Text provided |
————

Online Analytical Processing (OLAP) is essentially data presented as Cubes, dimensions, hierarchies and measures. Users can navigate a complex set of data intuitively using these objects. In this context, consistent response times for each view or slice of data become important. Therefore modes of storing and retrieving data became the key tenet of storage design.
In the early days OLAP technology focused upon specialized, non-relational storage models as the only possible mode for OLAP. They called this technology Multidimensional OLAP(MOLAP). Later vendors discovered that the use of database structures(Star and snowflake schemas) helped in indexing, and storage of aggregates, and that relational database management systems could be used for OLAP. These vendors called their technology of storage Relational OLAP(ROLAP).
MOLAP implementations usually outperform ROLAP technology, but have problems with scalability. ROLAP is scalable and can leverage information from the relational database technology.
Hybrid OLAP is an effort to harness the best features of both ROLAP and MOLAP and provide the user with superior performance and scalability.

————

Items |
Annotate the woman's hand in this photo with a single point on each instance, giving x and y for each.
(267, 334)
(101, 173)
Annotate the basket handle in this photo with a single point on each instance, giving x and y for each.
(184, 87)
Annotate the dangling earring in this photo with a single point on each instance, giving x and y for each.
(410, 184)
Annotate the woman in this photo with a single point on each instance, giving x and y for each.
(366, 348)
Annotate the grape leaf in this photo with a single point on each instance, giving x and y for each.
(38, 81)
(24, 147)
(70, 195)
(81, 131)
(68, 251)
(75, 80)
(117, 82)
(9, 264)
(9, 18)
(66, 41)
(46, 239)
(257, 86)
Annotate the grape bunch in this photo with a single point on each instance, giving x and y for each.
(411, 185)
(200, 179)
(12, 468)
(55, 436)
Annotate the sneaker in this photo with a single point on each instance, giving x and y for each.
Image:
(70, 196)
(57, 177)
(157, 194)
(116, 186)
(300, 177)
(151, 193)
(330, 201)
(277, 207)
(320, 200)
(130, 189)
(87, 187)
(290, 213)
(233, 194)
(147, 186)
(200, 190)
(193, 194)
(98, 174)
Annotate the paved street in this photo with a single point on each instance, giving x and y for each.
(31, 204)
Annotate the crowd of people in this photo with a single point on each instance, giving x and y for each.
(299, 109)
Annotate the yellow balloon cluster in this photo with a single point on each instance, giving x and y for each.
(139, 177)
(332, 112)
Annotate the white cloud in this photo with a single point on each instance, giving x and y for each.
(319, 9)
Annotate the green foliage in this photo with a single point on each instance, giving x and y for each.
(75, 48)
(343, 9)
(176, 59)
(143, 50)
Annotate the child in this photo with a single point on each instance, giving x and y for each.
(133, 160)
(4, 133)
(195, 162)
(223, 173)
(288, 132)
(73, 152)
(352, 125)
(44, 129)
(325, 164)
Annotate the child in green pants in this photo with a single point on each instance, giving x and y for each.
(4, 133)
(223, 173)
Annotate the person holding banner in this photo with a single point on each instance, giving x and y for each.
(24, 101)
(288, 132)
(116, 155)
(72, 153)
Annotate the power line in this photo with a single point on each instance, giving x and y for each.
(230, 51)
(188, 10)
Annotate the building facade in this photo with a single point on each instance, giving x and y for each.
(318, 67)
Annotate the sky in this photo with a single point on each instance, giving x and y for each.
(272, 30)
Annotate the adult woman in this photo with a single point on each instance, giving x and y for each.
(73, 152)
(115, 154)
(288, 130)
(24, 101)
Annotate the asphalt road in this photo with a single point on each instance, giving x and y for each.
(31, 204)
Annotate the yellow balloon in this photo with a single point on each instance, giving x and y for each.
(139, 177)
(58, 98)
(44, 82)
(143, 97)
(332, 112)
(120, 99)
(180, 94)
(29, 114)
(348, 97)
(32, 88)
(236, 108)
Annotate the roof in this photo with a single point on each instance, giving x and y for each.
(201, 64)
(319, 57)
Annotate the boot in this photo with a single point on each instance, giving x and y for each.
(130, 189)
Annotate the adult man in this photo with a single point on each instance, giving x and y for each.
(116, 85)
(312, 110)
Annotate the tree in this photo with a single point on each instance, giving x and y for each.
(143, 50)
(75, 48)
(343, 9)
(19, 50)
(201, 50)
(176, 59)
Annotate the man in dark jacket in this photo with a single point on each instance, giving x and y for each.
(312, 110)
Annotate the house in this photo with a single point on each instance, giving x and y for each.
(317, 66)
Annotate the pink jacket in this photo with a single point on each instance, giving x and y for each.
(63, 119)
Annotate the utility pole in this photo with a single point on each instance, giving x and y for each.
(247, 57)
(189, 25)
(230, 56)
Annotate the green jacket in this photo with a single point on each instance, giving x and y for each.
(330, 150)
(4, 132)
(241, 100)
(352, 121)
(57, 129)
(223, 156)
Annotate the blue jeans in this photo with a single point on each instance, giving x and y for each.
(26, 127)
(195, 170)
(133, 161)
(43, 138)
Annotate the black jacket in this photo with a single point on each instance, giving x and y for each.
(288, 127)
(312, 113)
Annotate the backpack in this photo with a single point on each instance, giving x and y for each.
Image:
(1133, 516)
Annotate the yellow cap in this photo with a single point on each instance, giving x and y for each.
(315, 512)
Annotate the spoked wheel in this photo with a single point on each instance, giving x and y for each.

————

Task details |
Reproduce the passage on OLAP storage from "In the early" up to and including "performance and scalability.", substituting "companies" wherever "vendors" occurs.

Result of the exercise |
In the early days OLAP technology focused upon specialized, non-relational storage models as the only possible mode for OLAP. They called this technology Multidimensional OLAP(MOLAP). Later companies discovered that the use of database structures(Star and snowflake schemas) helped in indexing, and storage of aggregates, and that relational database management systems could be used for OLAP. These companies called their technology of storage Relational OLAP(ROLAP).
MOLAP implementations usually outperform ROLAP technology, but have problems with scalability. ROLAP is scalable and can leverage information from the relational database technology.
Hybrid OLAP is an effort to harness the best features of both ROLAP and MOLAP and provide the user with superior performance and scalability.